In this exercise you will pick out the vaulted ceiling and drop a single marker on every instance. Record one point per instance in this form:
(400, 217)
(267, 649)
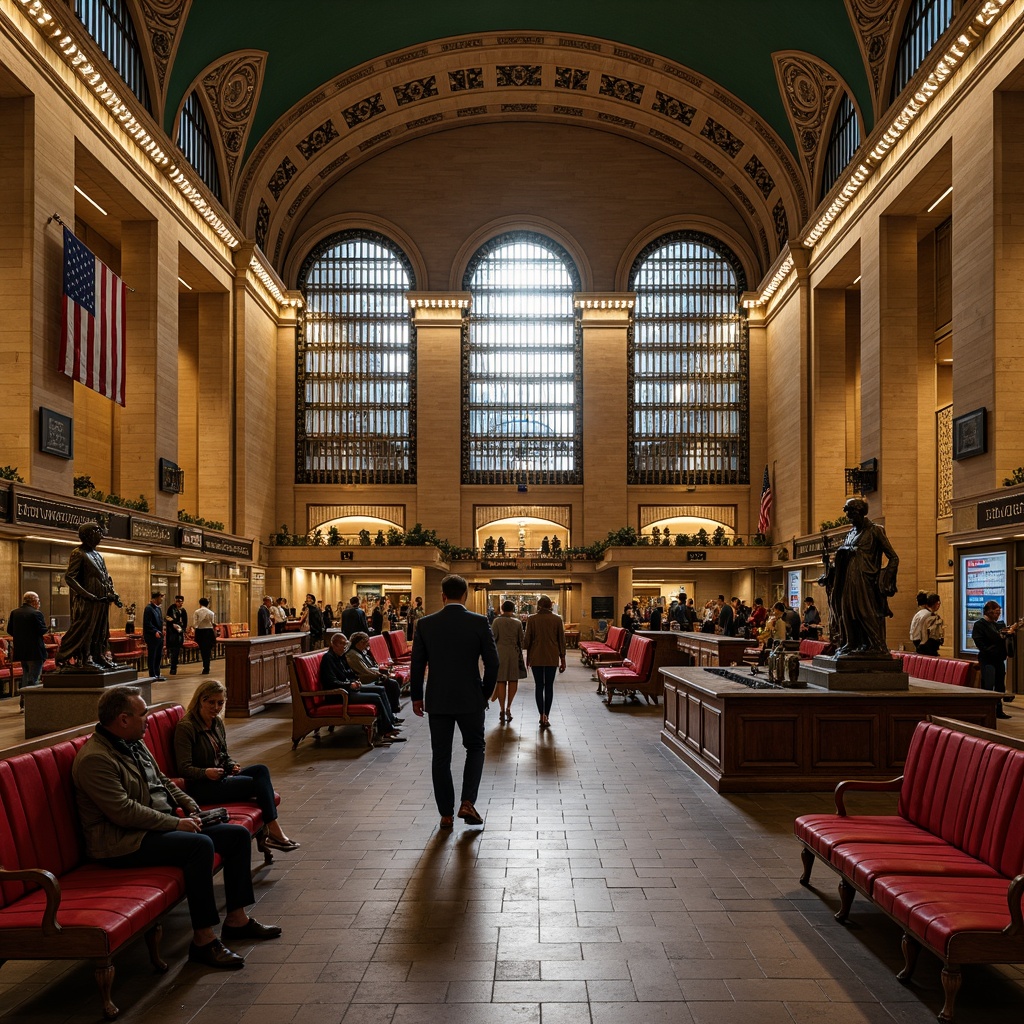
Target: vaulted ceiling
(298, 95)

* * *

◆ Work instruction: When you repeat the material, keep every word exact and drop the pictures.

◆ Exercise answer:
In this exercise you will pick out the vaulted ceiling and drop a single marker on every instance. Record one point per instance in this form:
(400, 217)
(267, 649)
Target: vaulted ceiling
(298, 95)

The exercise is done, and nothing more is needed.